— BEGIN PASSAGE PROVIDED —
Bushwalking and the Conservation Movement

During the years of the Great Depression the popularity of walking in the Blue Mountains revived. The impact of the motorcar had deflected interest away from the old walking tracks until the general decline in prosperity meant that hiking guides replaced motoring guides as sources of popular recreation and visitors to the Blue Mountains began to rediscover the bush. With the increasing popularity of bushwalking, the early 1930s also saw the emergence of the modern conservation movement.

Myles Dunphy, who began walking in the Blue Mountains before World War I, had been influential in forming the Mountains Trails Club in 1914. The members of this club, and the Sydney Bushwalkers Club founded in 1927, had a different view of walking from 'tourist' walkers – the mainly family groups who strolled the well-maintained tracks close to the townships.

Dunphy and the Mountain Trailers marked the beginning of a new era of walking in the Blue Mountains. Their emphasis, while still recreational, was on developing the skills of bushcraft, self-reliance and adventure. Earlier walkers who yearned for such elements as part of their walking experience would tramp the Six-Foot Track, the bridle path opened in 1884 to link Katoomba and Jenolan Caves. The new generation of walkers, the 'bushwalkers', left the well-marked tracks and headed into the rougher country, often charting new routes for their comrades to follow.

Public concern for the preservation of the natural environment was sown among the bushwalkers. On the Certificate of Membership of the Mountain Trails Club the following words appeared: "remember a good bushman is a fellow you will surely want to trail with again. You were not the first over the trail; leave the pleasant places along the way just as pleasant for those who follow you." During the early 1920s, far-sighted Myles Dunphy formulated a plan for a Blue Mountains National Park, which was adopted by both the Mountain Trails Club, in 1922, and the Sydney Bushwalkers, in 1927.

The Blue Gum Forest, a magnificent stand of tall Blue gums growing in the Grose Valley neat the junction of Govett's Leap Creek and the Grose River became the subject of what many consider the seminal conservation campaign. Beginning in 1931, it was conducted by those whose environmental concern was nurtured in the bushwalking and wildlife societies of the time. It generated considerable interest and co-operation, pointing the way for successful future action.
— END PASSAGE PROVIDED —
— BEGIN PROVIDED DATA —
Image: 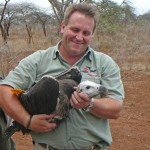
— END PROVIDED DATA —
• WHAT THE EXERCISE ASKS: Continue the account of bushwalking and the early conservation movement in the Blue Mountains, starting after its last sentence.

• FINAL RESULT:
The story of the campaign begins with a chance meeting which occurred during the Easter holidays of 1931, when a group of bushwalkers led by Alan Rigby entered the forest of Blue gums and encountered two men prepared to ringbark the trees. One of the men explained that he had leased the area and planned to replace the blue gums with walnut trees. The walkers were appalled. Those beautiful gums at the site of Eccleston Du Faur's 1857 Junction Camp, circled by soaring sandstone cliffs, were to be destroyed. Surely the authorities had made a mistake in granting a lease for this purpose. It was a situation that required some fast thinking so, boiling the billy; the walkers discussed the matter over lunch.

It was proposed to seek time to place the issue before the full membership of their bushwalking clubs. There must have been persuasive talkers in the group for the lessee, assured that it would be to his profit, agreed to postpone the ringbarking for the time being. Returning to Sydney, Alan Rigby got things moving with a full report to the next meeting of the Mountain Trails Club. The upshot of this was a request to the Sydney Bushwalkers to assist in a campaign to save the Forest by buying out the lease and ensuring the area be reserved for public use.

When the sanction of the Lands Department was obtained the first step was successfully accomplished. The most difficult task still remained, to raise the one hundred and fifty pounds required by the lessee, C A Hungerford of Bilpin, to allow him to obtain an alternative site for his walnut trees. Their agreement called for fifty pounds to be paid by November 1931, with the balance spread over the following twelve months.

A Blue Gum Committee was established to co-ordinate the campaign. Donations were solicited and fund-raising dances and socials were organised. In a time of economic depression, meeting the lessee's terms proved a difficult job. On Sunday 15th November, a meeting of the committee and Mr Hungerford took place to assess the matter. It was held at the site among the mighty blue gums whose future was in the balance. Myles Dunphy, a member of the co-ordinating committee, has written about this important gathering. "The business meeting, about midday, was held in pouring rain; the members of the party sat around in a circle in a space between the trees. Each shrouded in a cape. The weather was unkind, but the great trees standing up all around appeared magnificent – except one fine specimen which lay stretched out close to the riverbank, a victim of the lessee's salesmanship. No doubt it was felled to give point to the necessity for saving the trees."

The meeting resulted in new terms being settled which required payment of a reduced total of one hundred and thirty pounds by the end of December. The committee channelled its energy into a renewed effort and a donation from the Wildlife Preservation Society allowed an immediate deposit to be made. With the assistance of an anonymous loan to supplement the amount already raised, the deadline was met.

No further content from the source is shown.